───── Information given

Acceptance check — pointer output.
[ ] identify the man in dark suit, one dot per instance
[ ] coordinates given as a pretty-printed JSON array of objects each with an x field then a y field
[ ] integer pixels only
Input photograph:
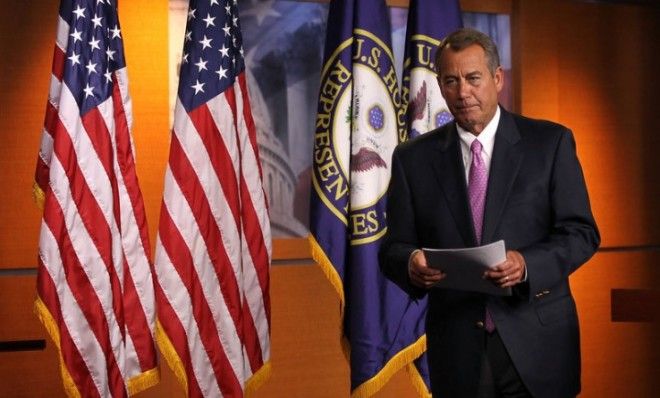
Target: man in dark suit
[{"x": 522, "y": 182}]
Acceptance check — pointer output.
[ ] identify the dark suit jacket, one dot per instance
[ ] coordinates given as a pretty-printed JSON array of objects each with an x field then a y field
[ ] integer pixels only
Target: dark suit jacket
[{"x": 537, "y": 202}]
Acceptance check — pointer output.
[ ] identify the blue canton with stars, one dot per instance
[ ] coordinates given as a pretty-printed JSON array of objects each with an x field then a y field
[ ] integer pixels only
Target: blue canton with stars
[
  {"x": 94, "y": 50},
  {"x": 212, "y": 51}
]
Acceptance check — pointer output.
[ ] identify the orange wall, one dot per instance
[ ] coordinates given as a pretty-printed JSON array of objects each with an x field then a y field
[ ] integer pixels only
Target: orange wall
[{"x": 591, "y": 67}]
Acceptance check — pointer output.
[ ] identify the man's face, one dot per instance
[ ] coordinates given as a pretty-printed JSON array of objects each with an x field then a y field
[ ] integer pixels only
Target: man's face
[{"x": 468, "y": 87}]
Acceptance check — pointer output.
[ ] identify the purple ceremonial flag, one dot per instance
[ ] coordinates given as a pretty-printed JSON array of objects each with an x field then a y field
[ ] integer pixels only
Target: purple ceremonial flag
[
  {"x": 359, "y": 123},
  {"x": 429, "y": 21}
]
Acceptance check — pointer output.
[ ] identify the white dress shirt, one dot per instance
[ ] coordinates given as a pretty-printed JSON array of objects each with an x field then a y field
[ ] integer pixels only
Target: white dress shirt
[{"x": 487, "y": 140}]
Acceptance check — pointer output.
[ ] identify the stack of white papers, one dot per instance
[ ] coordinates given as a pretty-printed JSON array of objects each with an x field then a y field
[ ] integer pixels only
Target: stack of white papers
[{"x": 465, "y": 267}]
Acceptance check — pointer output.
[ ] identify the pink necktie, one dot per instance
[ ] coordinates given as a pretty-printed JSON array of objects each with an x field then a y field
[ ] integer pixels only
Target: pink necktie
[{"x": 477, "y": 182}]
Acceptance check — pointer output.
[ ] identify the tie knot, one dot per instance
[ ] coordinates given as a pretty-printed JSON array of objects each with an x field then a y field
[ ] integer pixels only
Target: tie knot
[{"x": 476, "y": 147}]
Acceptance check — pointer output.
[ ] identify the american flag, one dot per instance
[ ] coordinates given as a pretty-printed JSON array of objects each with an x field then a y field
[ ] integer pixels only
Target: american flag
[
  {"x": 213, "y": 248},
  {"x": 94, "y": 284}
]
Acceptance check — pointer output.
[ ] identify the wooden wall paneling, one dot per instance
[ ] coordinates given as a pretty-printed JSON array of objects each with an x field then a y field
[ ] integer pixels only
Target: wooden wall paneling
[
  {"x": 588, "y": 66},
  {"x": 618, "y": 358},
  {"x": 26, "y": 49}
]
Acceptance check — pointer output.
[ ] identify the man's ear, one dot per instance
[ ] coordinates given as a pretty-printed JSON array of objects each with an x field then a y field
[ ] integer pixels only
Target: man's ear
[{"x": 499, "y": 78}]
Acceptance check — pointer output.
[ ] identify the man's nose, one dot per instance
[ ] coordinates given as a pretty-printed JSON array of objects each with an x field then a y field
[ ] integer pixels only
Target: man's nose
[{"x": 463, "y": 88}]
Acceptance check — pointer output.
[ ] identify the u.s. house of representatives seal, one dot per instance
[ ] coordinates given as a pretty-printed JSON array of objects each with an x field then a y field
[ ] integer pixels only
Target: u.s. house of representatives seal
[{"x": 359, "y": 122}]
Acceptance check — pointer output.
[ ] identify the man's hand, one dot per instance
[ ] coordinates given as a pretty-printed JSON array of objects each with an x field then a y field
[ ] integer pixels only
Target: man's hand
[
  {"x": 421, "y": 275},
  {"x": 508, "y": 273}
]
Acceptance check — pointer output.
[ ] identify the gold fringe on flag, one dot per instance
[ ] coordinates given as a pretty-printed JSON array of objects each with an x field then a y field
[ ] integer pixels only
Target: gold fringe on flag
[{"x": 402, "y": 359}]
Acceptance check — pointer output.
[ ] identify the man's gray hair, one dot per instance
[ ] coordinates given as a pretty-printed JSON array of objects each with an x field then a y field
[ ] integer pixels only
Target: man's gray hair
[{"x": 465, "y": 37}]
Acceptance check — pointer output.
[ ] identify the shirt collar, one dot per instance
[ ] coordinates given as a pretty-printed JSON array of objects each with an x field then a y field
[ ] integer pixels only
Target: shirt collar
[{"x": 486, "y": 137}]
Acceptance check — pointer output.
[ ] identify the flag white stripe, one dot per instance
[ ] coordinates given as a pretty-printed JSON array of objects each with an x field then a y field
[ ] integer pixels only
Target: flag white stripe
[
  {"x": 106, "y": 110},
  {"x": 75, "y": 322},
  {"x": 252, "y": 288},
  {"x": 177, "y": 295},
  {"x": 182, "y": 217},
  {"x": 194, "y": 149},
  {"x": 87, "y": 254},
  {"x": 131, "y": 247}
]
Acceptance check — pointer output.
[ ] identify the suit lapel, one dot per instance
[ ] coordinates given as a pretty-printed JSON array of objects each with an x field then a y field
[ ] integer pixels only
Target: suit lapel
[
  {"x": 504, "y": 167},
  {"x": 450, "y": 173}
]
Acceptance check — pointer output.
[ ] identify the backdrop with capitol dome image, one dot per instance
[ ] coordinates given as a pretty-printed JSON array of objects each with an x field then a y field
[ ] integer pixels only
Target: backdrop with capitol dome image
[{"x": 283, "y": 45}]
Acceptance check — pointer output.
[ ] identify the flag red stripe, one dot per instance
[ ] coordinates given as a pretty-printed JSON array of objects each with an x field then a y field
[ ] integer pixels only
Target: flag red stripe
[
  {"x": 137, "y": 324},
  {"x": 95, "y": 223},
  {"x": 42, "y": 174},
  {"x": 254, "y": 237},
  {"x": 190, "y": 186},
  {"x": 252, "y": 345},
  {"x": 73, "y": 360},
  {"x": 82, "y": 289},
  {"x": 177, "y": 335},
  {"x": 178, "y": 252},
  {"x": 249, "y": 121},
  {"x": 219, "y": 155},
  {"x": 102, "y": 142}
]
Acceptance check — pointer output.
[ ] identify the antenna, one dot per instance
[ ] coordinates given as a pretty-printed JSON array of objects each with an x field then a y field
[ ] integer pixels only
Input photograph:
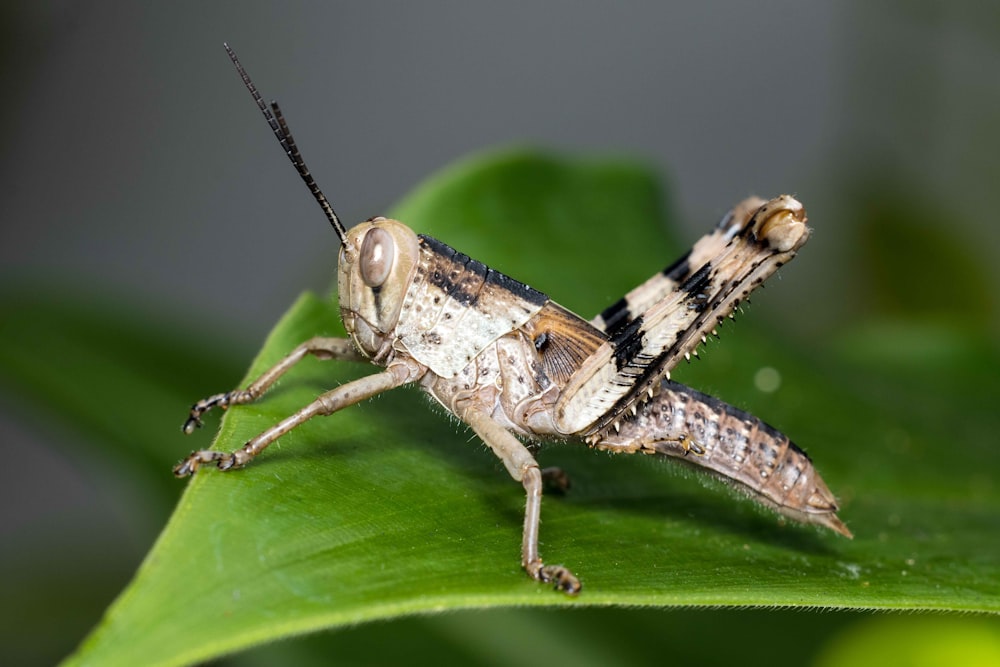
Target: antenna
[{"x": 284, "y": 135}]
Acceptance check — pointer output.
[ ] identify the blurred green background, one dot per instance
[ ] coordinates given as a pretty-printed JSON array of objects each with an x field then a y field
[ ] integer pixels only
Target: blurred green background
[{"x": 134, "y": 206}]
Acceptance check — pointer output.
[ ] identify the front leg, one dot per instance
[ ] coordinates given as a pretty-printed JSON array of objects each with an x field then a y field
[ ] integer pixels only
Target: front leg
[
  {"x": 322, "y": 348},
  {"x": 522, "y": 467},
  {"x": 326, "y": 404}
]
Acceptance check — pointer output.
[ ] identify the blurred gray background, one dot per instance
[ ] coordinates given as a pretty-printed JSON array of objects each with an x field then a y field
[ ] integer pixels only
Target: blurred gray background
[{"x": 135, "y": 167}]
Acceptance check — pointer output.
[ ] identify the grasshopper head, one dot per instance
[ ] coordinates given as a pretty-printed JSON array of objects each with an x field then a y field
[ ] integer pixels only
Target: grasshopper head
[{"x": 377, "y": 261}]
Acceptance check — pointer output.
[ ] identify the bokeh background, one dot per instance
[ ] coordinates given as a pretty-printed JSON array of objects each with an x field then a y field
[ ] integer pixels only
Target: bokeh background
[{"x": 136, "y": 173}]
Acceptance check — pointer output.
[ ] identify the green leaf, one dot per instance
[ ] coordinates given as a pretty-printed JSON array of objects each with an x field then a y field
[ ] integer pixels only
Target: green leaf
[{"x": 391, "y": 508}]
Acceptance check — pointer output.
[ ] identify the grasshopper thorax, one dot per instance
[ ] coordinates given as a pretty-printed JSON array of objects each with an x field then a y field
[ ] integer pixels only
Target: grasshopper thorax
[{"x": 377, "y": 263}]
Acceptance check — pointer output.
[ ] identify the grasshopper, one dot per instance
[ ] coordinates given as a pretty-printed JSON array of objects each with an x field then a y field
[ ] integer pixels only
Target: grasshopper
[{"x": 515, "y": 365}]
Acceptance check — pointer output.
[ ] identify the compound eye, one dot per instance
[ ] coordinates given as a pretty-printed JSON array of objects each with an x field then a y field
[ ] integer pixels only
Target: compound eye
[{"x": 377, "y": 254}]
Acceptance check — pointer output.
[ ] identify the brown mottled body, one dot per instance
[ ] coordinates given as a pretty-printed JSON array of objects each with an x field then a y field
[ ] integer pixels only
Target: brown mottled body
[{"x": 512, "y": 364}]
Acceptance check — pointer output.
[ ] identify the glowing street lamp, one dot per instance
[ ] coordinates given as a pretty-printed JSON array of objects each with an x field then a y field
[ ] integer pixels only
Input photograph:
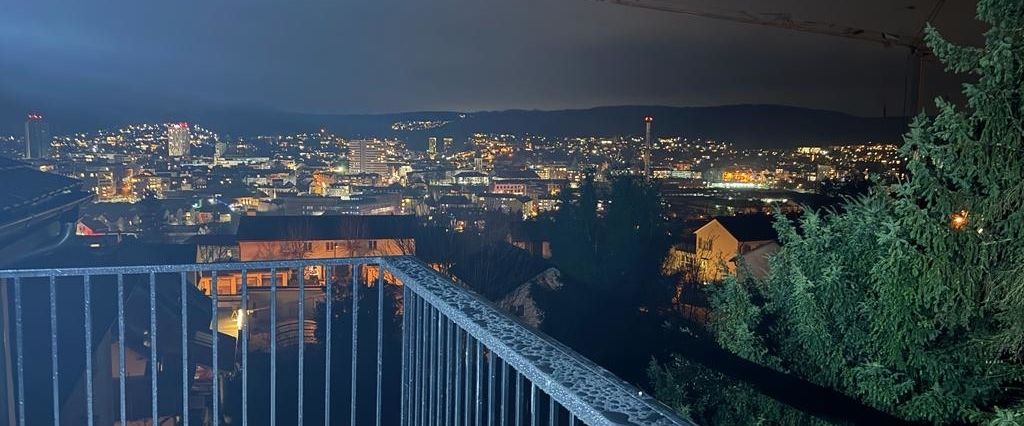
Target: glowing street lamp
[{"x": 958, "y": 220}]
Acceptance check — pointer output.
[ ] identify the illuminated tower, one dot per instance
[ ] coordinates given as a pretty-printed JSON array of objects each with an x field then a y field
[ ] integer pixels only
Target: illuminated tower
[
  {"x": 646, "y": 148},
  {"x": 432, "y": 147},
  {"x": 37, "y": 137},
  {"x": 177, "y": 139},
  {"x": 448, "y": 144}
]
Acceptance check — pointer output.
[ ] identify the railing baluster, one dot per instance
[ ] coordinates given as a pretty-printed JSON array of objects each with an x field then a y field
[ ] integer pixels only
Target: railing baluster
[
  {"x": 273, "y": 346},
  {"x": 458, "y": 376},
  {"x": 245, "y": 346},
  {"x": 420, "y": 390},
  {"x": 302, "y": 338},
  {"x": 449, "y": 372},
  {"x": 122, "y": 369},
  {"x": 329, "y": 316},
  {"x": 505, "y": 387},
  {"x": 479, "y": 382},
  {"x": 552, "y": 412},
  {"x": 87, "y": 308},
  {"x": 518, "y": 398},
  {"x": 467, "y": 414},
  {"x": 432, "y": 366},
  {"x": 491, "y": 387},
  {"x": 534, "y": 414},
  {"x": 355, "y": 338},
  {"x": 53, "y": 350},
  {"x": 380, "y": 337},
  {"x": 154, "y": 392},
  {"x": 19, "y": 351},
  {"x": 216, "y": 359},
  {"x": 406, "y": 295},
  {"x": 439, "y": 366},
  {"x": 184, "y": 349}
]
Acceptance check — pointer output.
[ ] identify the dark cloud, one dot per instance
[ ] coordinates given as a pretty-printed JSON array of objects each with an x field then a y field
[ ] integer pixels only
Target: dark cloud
[{"x": 388, "y": 55}]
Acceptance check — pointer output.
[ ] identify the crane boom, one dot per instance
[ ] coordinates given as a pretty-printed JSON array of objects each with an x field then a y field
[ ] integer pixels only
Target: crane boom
[{"x": 780, "y": 19}]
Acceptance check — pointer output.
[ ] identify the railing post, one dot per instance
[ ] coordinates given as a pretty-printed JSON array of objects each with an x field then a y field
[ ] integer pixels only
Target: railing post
[
  {"x": 273, "y": 346},
  {"x": 302, "y": 340},
  {"x": 184, "y": 348},
  {"x": 355, "y": 338},
  {"x": 380, "y": 337}
]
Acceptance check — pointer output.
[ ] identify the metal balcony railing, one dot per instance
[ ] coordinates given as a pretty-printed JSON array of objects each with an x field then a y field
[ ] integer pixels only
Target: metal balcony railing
[{"x": 143, "y": 344}]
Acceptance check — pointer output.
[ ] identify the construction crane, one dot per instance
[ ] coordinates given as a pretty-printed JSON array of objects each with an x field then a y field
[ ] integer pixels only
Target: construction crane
[{"x": 914, "y": 43}]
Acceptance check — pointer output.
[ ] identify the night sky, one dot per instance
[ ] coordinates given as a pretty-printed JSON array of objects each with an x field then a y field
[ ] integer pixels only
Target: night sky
[{"x": 397, "y": 55}]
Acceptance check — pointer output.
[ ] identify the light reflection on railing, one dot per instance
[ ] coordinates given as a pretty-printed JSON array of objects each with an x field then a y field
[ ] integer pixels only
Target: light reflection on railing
[{"x": 462, "y": 361}]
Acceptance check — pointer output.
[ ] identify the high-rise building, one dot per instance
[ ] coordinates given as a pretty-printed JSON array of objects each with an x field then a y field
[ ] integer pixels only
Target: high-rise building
[
  {"x": 367, "y": 156},
  {"x": 448, "y": 144},
  {"x": 177, "y": 139},
  {"x": 432, "y": 147},
  {"x": 646, "y": 148},
  {"x": 219, "y": 150},
  {"x": 37, "y": 137}
]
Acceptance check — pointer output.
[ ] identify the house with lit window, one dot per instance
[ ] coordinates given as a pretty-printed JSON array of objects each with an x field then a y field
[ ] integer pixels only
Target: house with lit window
[
  {"x": 288, "y": 238},
  {"x": 727, "y": 242}
]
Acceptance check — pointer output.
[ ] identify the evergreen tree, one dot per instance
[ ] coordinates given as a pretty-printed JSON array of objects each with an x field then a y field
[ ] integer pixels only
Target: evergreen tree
[{"x": 911, "y": 298}]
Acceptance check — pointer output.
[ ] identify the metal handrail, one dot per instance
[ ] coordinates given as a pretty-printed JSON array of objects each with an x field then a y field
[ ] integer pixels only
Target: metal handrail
[{"x": 450, "y": 336}]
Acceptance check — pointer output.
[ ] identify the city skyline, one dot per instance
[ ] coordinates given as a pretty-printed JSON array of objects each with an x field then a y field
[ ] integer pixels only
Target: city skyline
[{"x": 324, "y": 59}]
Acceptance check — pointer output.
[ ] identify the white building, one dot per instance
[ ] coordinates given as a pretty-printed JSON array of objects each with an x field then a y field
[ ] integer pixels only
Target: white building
[
  {"x": 177, "y": 139},
  {"x": 368, "y": 156}
]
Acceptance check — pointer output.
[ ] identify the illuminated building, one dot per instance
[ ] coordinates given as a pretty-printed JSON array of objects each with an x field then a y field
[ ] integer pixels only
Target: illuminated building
[
  {"x": 37, "y": 137},
  {"x": 432, "y": 147},
  {"x": 367, "y": 156},
  {"x": 177, "y": 139}
]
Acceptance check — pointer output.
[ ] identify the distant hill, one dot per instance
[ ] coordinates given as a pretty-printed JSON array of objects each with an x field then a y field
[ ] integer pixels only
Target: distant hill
[{"x": 749, "y": 125}]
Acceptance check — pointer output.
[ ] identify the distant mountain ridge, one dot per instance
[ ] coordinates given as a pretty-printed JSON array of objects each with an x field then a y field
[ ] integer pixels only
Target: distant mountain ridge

──────────

| Exercise directions |
Report every line of the records that contains the word "building", copying each line in full. Matching is case-sensitive.

| Full output |
[ ] identify the high-rise building, one dot per instance
Target: high-rise building
[ ] identify the white building, one dot per instance
Target: white building
[ ] identify the illuminated building, one dot per instance
Target: illuminated building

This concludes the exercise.